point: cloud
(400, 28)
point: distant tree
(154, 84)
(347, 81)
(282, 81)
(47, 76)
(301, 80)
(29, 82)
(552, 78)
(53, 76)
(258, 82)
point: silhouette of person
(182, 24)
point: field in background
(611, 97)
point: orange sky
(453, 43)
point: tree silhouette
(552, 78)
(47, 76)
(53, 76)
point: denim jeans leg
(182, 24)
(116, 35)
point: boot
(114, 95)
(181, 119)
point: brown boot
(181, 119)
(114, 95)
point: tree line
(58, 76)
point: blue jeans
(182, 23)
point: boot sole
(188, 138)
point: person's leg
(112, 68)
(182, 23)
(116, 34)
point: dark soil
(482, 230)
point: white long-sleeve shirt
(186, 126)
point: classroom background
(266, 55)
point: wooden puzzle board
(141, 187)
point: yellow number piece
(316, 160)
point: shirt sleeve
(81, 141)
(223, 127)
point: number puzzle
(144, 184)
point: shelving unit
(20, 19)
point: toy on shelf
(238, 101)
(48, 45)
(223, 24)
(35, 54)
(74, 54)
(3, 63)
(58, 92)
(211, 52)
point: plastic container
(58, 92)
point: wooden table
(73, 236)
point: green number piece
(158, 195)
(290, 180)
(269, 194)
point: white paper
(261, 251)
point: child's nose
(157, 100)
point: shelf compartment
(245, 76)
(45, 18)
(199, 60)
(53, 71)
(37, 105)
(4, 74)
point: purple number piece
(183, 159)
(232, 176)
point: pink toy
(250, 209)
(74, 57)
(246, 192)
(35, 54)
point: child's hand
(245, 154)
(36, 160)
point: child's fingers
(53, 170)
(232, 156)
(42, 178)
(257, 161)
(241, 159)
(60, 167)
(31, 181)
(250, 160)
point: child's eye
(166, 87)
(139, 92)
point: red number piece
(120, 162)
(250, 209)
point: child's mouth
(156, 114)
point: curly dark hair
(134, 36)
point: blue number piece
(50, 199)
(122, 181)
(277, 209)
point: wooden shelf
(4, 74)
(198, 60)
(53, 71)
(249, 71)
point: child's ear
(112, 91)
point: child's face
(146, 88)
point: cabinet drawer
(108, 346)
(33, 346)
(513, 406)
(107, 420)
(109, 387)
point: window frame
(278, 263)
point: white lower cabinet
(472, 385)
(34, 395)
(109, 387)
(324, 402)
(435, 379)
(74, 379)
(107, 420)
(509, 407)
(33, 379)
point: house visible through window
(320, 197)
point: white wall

GOAL: Retype all of the records above word for word, without changing anything in them.

ANSWER TO THE EXERCISE:
point: cloud
(400, 28)
point: distant tree
(154, 84)
(347, 81)
(282, 81)
(47, 76)
(301, 80)
(29, 82)
(552, 78)
(53, 76)
(258, 82)
point: silhouette of person
(182, 24)
point: field in background
(611, 97)
point: orange sky
(453, 43)
point: tree silhouette
(552, 78)
(47, 76)
(53, 76)
point: denim jeans leg
(182, 24)
(116, 35)
point: boot
(114, 95)
(181, 119)
point: brown boot
(181, 119)
(114, 95)
point: tree line
(58, 76)
point: blue jeans
(182, 23)
point: boot sole
(188, 138)
point: person's leg
(112, 68)
(182, 23)
(116, 34)
point: dark soil
(482, 230)
point: white long-sleeve shirt
(186, 126)
point: classroom background
(266, 55)
point: wooden puzzle board
(141, 187)
point: yellow number piece
(316, 160)
point: shirt sleeve
(81, 141)
(223, 127)
point: number puzzle
(144, 184)
point: shelving unit
(20, 19)
point: toy on shelf
(238, 101)
(48, 45)
(223, 24)
(35, 54)
(74, 54)
(3, 63)
(58, 92)
(211, 52)
point: plastic container
(58, 92)
point: wooden table
(73, 236)
point: green number piece
(158, 195)
(290, 180)
(269, 194)
point: white paper
(261, 251)
point: child's nose
(157, 100)
point: shelf compartment
(245, 76)
(45, 18)
(199, 60)
(53, 71)
(37, 105)
(4, 74)
point: purple number piece
(183, 159)
(232, 176)
point: pink toy
(250, 209)
(74, 57)
(246, 192)
(35, 54)
point: child's hand
(245, 154)
(36, 160)
point: child's fingers
(53, 170)
(232, 156)
(42, 178)
(257, 161)
(241, 159)
(60, 167)
(31, 181)
(250, 160)
point: child's eye
(166, 87)
(139, 92)
point: red number piece
(120, 162)
(250, 209)
point: child's mouth
(156, 114)
point: curly dark hair
(134, 36)
point: blue number piece
(50, 199)
(122, 181)
(277, 209)
point: wooden shelf
(4, 74)
(198, 60)
(53, 71)
(249, 71)
point: child's ear
(112, 91)
point: child's face
(146, 88)
point: cabinet drawer
(108, 346)
(33, 346)
(513, 406)
(107, 420)
(109, 387)
point: window frame
(278, 263)
point: white lower cabinet
(472, 385)
(34, 395)
(109, 387)
(324, 402)
(435, 379)
(74, 379)
(107, 420)
(509, 407)
(33, 379)
point: house visible through window
(320, 197)
point: white wall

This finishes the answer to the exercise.